PROVIDED PASSAGE:
Let’s specialize this to our typical cost functions:

Corollary 2: (Tensorization of $T_1$) Suppose $\mu$ verifies $T_1(C)$ on $(\mathcal{X},d)$. Then $\mu^{\otimes n}$ verifies the inequality $T_1(nC)$ on $\mathcal{X}^n$ equipped with $d_1^n(x,y):=\sum_{i=1}^n d(x_i,y_i)$. Consequently, for all $1$-Lipschitz functions $f$:

\[\begin{equation*} \mu^{\otimes n}(f>m_f+r+r_0)\leq e^{-\frac{r^2}{nC}} \end{equation*}\]

for $r\geq r_0=\sqrt{n C\log(2)}$.

TASK TO CARRY OUT: Continue the excerpt on tensorizing the $T_1$ transport inequality, picking up right after its final sentence. The data that come next are not needed.

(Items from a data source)

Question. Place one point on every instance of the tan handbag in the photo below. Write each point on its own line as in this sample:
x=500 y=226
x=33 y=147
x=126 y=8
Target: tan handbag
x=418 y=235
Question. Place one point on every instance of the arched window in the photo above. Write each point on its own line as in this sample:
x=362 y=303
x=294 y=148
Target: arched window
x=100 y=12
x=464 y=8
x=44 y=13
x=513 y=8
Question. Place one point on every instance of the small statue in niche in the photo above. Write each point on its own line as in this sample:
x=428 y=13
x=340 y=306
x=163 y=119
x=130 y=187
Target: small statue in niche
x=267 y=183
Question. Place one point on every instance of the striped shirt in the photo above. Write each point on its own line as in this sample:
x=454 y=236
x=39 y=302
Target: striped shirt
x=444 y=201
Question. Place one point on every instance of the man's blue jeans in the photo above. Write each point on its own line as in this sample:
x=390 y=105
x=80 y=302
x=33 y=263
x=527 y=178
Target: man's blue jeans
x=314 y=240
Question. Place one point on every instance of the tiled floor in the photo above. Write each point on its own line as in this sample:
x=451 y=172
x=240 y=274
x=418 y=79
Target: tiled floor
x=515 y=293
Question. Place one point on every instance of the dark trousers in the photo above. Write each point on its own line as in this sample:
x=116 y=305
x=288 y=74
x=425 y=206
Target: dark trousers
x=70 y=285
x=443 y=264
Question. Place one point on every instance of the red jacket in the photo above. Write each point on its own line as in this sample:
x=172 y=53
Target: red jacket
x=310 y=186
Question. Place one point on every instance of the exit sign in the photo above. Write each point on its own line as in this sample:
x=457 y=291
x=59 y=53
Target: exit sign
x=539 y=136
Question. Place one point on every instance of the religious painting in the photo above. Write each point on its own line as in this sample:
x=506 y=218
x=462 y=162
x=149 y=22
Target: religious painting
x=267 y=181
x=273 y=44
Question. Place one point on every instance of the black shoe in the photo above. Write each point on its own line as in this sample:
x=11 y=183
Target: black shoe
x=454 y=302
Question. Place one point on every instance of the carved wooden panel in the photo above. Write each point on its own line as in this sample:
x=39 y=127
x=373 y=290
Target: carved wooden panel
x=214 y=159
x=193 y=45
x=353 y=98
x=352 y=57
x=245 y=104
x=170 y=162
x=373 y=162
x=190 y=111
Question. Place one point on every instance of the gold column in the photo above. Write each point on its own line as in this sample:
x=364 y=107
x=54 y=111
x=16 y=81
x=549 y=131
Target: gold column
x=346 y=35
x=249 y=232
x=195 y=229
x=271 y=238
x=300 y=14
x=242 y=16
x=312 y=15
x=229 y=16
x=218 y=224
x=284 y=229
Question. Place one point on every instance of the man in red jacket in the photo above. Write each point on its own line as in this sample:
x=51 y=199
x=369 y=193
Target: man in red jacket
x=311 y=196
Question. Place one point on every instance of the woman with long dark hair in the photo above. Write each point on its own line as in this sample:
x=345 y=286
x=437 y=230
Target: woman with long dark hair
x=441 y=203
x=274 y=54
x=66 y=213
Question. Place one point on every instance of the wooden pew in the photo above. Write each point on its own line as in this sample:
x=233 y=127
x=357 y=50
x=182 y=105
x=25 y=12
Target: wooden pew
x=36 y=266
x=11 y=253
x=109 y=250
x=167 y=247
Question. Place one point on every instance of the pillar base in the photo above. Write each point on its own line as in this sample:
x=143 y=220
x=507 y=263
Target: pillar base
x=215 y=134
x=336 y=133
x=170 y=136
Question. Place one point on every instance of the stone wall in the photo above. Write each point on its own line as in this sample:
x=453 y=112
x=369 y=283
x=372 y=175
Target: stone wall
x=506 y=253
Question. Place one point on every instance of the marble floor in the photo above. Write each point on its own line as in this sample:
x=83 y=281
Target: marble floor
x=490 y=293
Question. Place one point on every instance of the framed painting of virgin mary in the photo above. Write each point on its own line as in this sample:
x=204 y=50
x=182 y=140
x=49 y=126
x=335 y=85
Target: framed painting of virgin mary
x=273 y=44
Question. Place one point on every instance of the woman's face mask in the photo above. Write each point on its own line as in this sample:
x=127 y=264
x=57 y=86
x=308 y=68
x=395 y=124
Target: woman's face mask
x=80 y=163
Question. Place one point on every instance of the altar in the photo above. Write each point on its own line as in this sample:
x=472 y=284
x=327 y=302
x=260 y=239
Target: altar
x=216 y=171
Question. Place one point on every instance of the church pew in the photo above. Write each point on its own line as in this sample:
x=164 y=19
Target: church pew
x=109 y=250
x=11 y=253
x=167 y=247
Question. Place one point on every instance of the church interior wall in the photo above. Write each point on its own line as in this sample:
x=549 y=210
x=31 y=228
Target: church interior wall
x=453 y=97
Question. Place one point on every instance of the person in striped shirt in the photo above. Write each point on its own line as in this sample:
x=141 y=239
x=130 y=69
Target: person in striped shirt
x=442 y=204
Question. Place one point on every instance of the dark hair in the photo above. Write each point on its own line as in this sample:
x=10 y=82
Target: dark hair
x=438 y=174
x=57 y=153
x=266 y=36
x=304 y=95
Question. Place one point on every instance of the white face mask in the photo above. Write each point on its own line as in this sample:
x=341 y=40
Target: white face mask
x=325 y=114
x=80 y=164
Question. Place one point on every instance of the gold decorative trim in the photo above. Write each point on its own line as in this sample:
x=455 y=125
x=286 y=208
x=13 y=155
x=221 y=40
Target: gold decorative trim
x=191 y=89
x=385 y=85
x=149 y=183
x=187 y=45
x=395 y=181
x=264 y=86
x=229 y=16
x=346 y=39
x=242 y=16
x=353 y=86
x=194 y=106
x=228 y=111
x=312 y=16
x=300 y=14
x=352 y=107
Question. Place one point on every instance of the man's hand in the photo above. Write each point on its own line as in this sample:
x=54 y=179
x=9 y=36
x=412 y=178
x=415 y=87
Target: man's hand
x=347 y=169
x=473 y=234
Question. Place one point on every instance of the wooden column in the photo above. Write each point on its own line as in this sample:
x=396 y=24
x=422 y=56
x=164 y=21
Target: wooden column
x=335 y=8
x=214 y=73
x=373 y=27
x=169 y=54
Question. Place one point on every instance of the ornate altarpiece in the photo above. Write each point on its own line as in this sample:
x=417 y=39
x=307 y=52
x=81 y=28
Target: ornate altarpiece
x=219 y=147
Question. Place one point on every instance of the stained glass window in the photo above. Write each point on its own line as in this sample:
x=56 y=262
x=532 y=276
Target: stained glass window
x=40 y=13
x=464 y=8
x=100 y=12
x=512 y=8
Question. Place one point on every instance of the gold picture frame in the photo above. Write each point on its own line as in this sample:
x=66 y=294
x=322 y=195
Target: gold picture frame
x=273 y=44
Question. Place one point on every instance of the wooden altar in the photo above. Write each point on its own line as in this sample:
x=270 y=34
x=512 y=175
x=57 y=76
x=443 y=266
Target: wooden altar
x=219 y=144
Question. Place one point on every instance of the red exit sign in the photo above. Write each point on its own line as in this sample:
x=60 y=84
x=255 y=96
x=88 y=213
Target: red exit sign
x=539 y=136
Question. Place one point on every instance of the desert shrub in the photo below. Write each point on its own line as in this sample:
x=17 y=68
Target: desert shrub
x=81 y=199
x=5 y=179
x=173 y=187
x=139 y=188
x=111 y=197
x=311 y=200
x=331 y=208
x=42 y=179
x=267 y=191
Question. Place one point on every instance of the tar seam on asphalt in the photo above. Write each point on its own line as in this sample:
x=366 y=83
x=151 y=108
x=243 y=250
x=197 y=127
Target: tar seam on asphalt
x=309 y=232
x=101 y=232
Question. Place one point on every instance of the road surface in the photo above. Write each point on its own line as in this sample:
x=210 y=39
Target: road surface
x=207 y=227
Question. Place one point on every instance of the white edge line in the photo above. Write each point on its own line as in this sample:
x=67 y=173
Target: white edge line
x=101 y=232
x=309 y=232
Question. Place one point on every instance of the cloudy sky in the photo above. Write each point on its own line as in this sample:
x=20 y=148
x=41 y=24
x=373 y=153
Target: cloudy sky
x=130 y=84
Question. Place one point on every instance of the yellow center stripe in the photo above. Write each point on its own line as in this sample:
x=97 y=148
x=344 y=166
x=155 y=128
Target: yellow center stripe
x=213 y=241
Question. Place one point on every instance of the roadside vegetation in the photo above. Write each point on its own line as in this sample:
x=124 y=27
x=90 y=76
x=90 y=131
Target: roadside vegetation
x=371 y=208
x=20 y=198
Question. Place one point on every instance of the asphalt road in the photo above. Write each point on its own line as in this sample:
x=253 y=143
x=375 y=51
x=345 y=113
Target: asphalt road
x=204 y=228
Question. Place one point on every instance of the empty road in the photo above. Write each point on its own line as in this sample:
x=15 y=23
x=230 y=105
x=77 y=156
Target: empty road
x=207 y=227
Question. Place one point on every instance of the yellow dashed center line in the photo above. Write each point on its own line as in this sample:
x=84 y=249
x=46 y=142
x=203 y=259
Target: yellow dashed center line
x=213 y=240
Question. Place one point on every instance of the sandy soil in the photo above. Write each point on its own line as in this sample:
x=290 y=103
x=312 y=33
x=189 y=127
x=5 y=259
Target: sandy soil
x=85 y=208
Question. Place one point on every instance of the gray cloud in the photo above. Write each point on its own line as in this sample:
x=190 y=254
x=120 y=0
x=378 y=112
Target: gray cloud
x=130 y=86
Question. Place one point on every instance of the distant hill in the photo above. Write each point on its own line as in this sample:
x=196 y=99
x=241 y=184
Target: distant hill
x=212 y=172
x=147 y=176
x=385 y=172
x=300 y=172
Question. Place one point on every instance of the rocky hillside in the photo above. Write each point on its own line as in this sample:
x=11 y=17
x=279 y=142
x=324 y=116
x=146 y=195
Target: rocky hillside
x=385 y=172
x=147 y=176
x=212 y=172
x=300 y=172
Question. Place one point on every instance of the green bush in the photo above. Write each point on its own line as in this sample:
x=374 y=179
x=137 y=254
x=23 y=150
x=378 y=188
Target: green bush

ANSWER TO THE PROBLEM:
Proof: $T_1(C)$ means:

\[W_1^2(\nu,\mu)=\mathcal{T}^2_d(\nu,\mu)\leq CH(\nu\mid\mu),\]

and hence $\frac{1}{n}\mathcal{T}^2_{d_1^n}(\nu,\mu)\leq CH(\nu\mid\mu)$ (recall that $\alpha(x)=\frac{1}{C}x^2$ in this case). Apply Theorem 4 and Theorem 3 to conclude concentration.

Corollary 3: (Tensorization of $T_2$) Suppose $\mu$ verifies $T_2(C)$ on $(\mathcal{X},d)$. Then $\mu^{\otimes n}$ verifies the inequality $T_2(C)$ on $\mathcal{X}^n$ equipped with $d_2^n(x,y)=\sqrt{\sum_{i=1}^n d^2(x_i,y_i)}$. Consequently, for all $1$-Lipschitz functions $f$:

\[\begin{equation*} \mu^{\otimes n}(f>m_f+r+r_0)\leq e^{-\frac{r^2}{C}} \end{equation*}\]

for $r\geq r_0=\sqrt{2\log 2}$.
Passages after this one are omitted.